* **What to do**
Rewrite the stretch of the text on morality and survival from "If you think" through "OK, go ahead.", changing "egoism" to "selfishness".

* **Supplied text**
--*--
So, to get back to the Randian question of “What constitutes survival?” it seems that an identification of the individual as the unit of survival only leads to chaos, as illustrated in various creation myths as well as the history of civilization. Certainly, some individuals do manage to survive in this model, for a time. I believe there needs to be two other elements added to this “unit of survival” definition in order to make it rational: Society and Environment.

I will forego a lengthy defense of these, only saying that all three- the individual, society, and the environment- should be weighted equally in any rational morality.

Either there is an afterlife or there isn’t.

  • Some people claim that if there is no supernatural realm, then morality is a cruel hoax perpetrated on the weak and ignorant. Without any Divine justice, anyone can just do whatever they want.
  • Others claim the very opposite- that it is the fantasy of a supernatural existence that is the crux of all our problems! If people would get their feet on the ground and their heads out of their asses, we could make some progress on real world concerns.

These are core beliefs and not both can be true; well, not both completely true, but what if they were each somewhat true. This is the psactampa unifying theory of everything.

This explains why Unity North Tampa Church (of metaphysical spiritual Christianity) might have a hard time dealing with a potential threat to the children in the church, and why a Baptist church down the street and a Catholic church around the corner might have the same problem. It explains who needs to change, how and why.

If you think that what happens in this world doesn’t matter because:

  1. Only your life with God in heaven along with the other chosen few matters, or
  2. This world is not real because matter doesn’t matter/ only Spirit is real, or
  3. There is only this world and this one life, so take all you can while you can, then

you are wrong. If you agree with any of those three, then you are the problem. You are contributing to an unsustainable morality, and you need to change at least one core belief- the one listed with which you agreed. I am going to tackle the second one because it is nearest and dearest to the heart of psactampa.

You may not use spirituality as an excuse for egoism. Oh, OK, go ahead.
--*--
* **Stored data**

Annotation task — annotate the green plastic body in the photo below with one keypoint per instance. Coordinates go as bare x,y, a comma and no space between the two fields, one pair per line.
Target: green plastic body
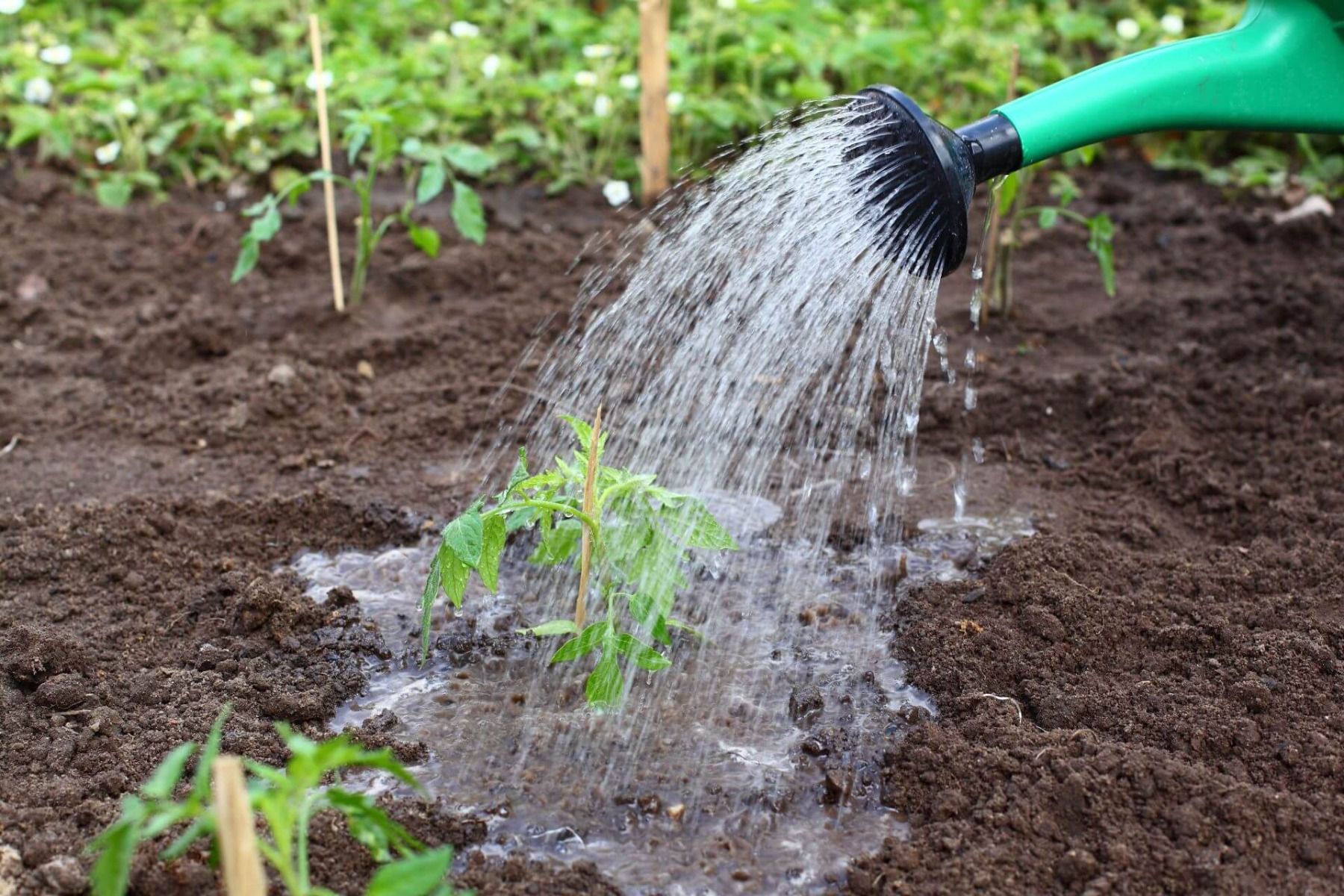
1280,69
--*--
* **Exercise result**
If you think that what happens in this world doesn’t matter because:

  1. Only your life with God in heaven along with the other chosen few matters, or
  2. This world is not real because matter doesn’t matter/ only Spirit is real, or
  3. There is only this world and this one life, so take all you can while you can, then

you are wrong. If you agree with any of those three, then you are the problem. You are contributing to an unsustainable morality, and you need to change at least one core belief- the one listed with which you agreed. I am going to tackle the second one because it is nearest and dearest to the heart of psactampa.

You may not use spirituality as an excuse for selfishness. Oh, OK, go ahead.